Region pointing data –
--*--

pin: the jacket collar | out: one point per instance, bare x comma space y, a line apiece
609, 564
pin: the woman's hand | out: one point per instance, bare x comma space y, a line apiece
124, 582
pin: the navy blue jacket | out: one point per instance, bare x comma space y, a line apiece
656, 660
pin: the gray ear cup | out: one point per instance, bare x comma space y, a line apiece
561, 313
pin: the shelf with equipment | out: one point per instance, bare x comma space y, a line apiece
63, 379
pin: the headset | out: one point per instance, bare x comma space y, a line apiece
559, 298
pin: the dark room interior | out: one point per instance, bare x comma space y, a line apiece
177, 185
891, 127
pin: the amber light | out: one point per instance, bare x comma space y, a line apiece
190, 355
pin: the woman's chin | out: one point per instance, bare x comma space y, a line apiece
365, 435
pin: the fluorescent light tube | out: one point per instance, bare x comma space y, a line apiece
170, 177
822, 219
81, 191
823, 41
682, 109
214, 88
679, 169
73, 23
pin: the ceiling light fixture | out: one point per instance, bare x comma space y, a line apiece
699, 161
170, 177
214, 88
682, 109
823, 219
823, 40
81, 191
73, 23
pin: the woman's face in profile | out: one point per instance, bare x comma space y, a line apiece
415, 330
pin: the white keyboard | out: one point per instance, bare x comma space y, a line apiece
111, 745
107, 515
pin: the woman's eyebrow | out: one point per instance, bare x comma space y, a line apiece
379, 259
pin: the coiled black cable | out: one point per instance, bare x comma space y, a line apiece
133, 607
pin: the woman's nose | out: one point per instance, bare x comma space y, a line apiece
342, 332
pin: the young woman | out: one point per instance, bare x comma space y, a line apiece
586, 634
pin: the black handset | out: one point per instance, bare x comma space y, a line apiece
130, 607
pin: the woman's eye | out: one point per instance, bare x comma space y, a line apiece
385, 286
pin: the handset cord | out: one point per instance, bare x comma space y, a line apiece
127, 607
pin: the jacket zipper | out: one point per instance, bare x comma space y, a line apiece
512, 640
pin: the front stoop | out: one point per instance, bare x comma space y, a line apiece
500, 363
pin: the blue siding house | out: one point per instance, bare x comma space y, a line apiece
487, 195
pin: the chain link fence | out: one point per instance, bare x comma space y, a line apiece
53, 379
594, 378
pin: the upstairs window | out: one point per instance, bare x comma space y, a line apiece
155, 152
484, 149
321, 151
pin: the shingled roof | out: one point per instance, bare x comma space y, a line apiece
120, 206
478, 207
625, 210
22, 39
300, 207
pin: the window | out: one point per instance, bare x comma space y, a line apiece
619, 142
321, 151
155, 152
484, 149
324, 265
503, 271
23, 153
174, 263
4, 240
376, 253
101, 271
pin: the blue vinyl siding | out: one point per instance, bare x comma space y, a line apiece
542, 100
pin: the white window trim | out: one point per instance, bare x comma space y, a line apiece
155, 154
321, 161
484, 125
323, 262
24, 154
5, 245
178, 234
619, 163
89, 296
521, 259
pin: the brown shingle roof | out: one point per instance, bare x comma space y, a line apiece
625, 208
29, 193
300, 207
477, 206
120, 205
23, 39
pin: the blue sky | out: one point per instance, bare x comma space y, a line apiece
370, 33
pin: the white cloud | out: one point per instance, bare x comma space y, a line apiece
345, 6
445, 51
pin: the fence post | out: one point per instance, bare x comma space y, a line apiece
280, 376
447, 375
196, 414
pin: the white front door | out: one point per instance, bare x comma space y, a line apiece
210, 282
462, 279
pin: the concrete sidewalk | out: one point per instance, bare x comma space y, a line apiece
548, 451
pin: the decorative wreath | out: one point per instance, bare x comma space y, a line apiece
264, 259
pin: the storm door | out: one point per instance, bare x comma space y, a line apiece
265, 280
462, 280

--*--

EXERCISE PROMPT –
Type the entries out again so that they match exactly.

ANSWER TO THIS TASK –
pin: the jacket collar | out: one point per instance, bare x comma space y, a line apiece
609, 564
pin: the woman's hand | out: one point per instance, bare x comma space y, a line apiece
124, 582
pin: the navy blue jacket | out: one point per instance, bare x comma space y, a line apiece
656, 660
pin: the gray ear cup | out: one point per instance, bare x comma space y, a line apiece
561, 313
pin: the shelf with equipment | out: one point per instance, bare x comma space y, a line apiece
63, 379
pin: the headset | out: one point per instance, bare x comma space y, a line apiece
559, 298
pin: the dark room interior | out: one point per instance, bare x comma space y, a line apiece
177, 185
891, 127
pin: the amber light | out: one point per instance, bare x comma space y, a line apiece
190, 355
pin: the woman's chin | out: one point per instance, bare x comma space y, a line apiece
365, 435
pin: the fluorescent light tube | out: one point per instance, bare x comma space y, a line apiece
170, 177
822, 219
81, 191
823, 41
682, 109
214, 88
679, 169
73, 23
pin: the ceiling light fixture | out: one point per instance, bare x comma space y, a line apiece
699, 161
170, 177
214, 88
682, 109
823, 219
823, 40
81, 191
73, 23
pin: the woman's face in profile | out: one point per instance, bare x comma space y, a line apiece
415, 330
pin: the white keyboard | out: one point per instance, bare x comma space y, a line apiece
111, 745
107, 515
pin: the woman's eyebrow | out: one point per instance, bare x comma space y, a line apiece
379, 259
pin: the coiled black cable | out: one point per instance, bare x comma space y, a line apiece
133, 607
pin: the woman's nose | out: one point per instance, bare x comma space y, a line apiece
342, 332
pin: the young woman | out: one point per instance, bare x comma space y, a line apiece
586, 634
pin: the black handset | out: one point per instance, bare x comma space y, a line apiece
130, 607
pin: the woman's eye | out: one point per instance, bare x comma space y, a line apiece
385, 286
pin: the handset cord | out: one point per instance, bare x comma space y, a line apiece
127, 607
pin: the jacket zipper | out: one point per instance, bare x comma space y, a line apiece
512, 640
pin: the front stoop | out: one point per instance, bare x comma space y, a line apiece
500, 363
pin: the blue siding house | out: one point per instance, bare x comma space y, a line apiece
487, 195
pin: the chain link fence | out: one point per instance, bare x comma space y, a line apiece
53, 379
594, 378
pin: the upstairs window | out: one point per instance, bare x comma space y, a line apiece
155, 152
484, 149
321, 151
pin: the shingled roof | out: one point per instance, bare x comma space y, a line apiece
120, 206
478, 207
625, 210
22, 39
300, 207
pin: the window | out: one point per instance, bare x comma space y, a line apiece
619, 142
321, 151
155, 152
484, 149
324, 265
503, 271
23, 153
174, 263
4, 240
376, 253
101, 271
pin: the blue vinyl siding | out: one point per instance, bare x comma space y, a line apiece
542, 100
pin: the white window trim | out: one point per instance, bare x comma space y, a line apiece
155, 154
321, 161
484, 125
323, 262
24, 154
5, 245
178, 234
619, 163
89, 296
521, 259
pin: the brown shingle roof | out: one point per instance, bare x comma space y, a line apiece
625, 208
29, 193
300, 207
477, 206
120, 205
23, 39
pin: the blue sky | out: one point per instance, bare x comma space y, a line apiece
370, 33
pin: the white cloud | out: one point per instance, bare x comma space y, a line apiece
345, 6
445, 51
pin: the fence post | out: one point per instance, bare x comma space y, a line apiece
280, 376
447, 375
196, 414
pin: the white front door | out: one point per instance, bare x comma space y, a line apiece
210, 282
462, 279
pin: the concrete sidewalk | out: one point per instance, bare x comma space y, a line apiece
548, 451
pin: the decorative wreath | out: one point per instance, bare x comma space y, a line apiece
264, 259
pin: the storm door | out: one point per instance, bare x comma space y, a line apiece
265, 280
462, 280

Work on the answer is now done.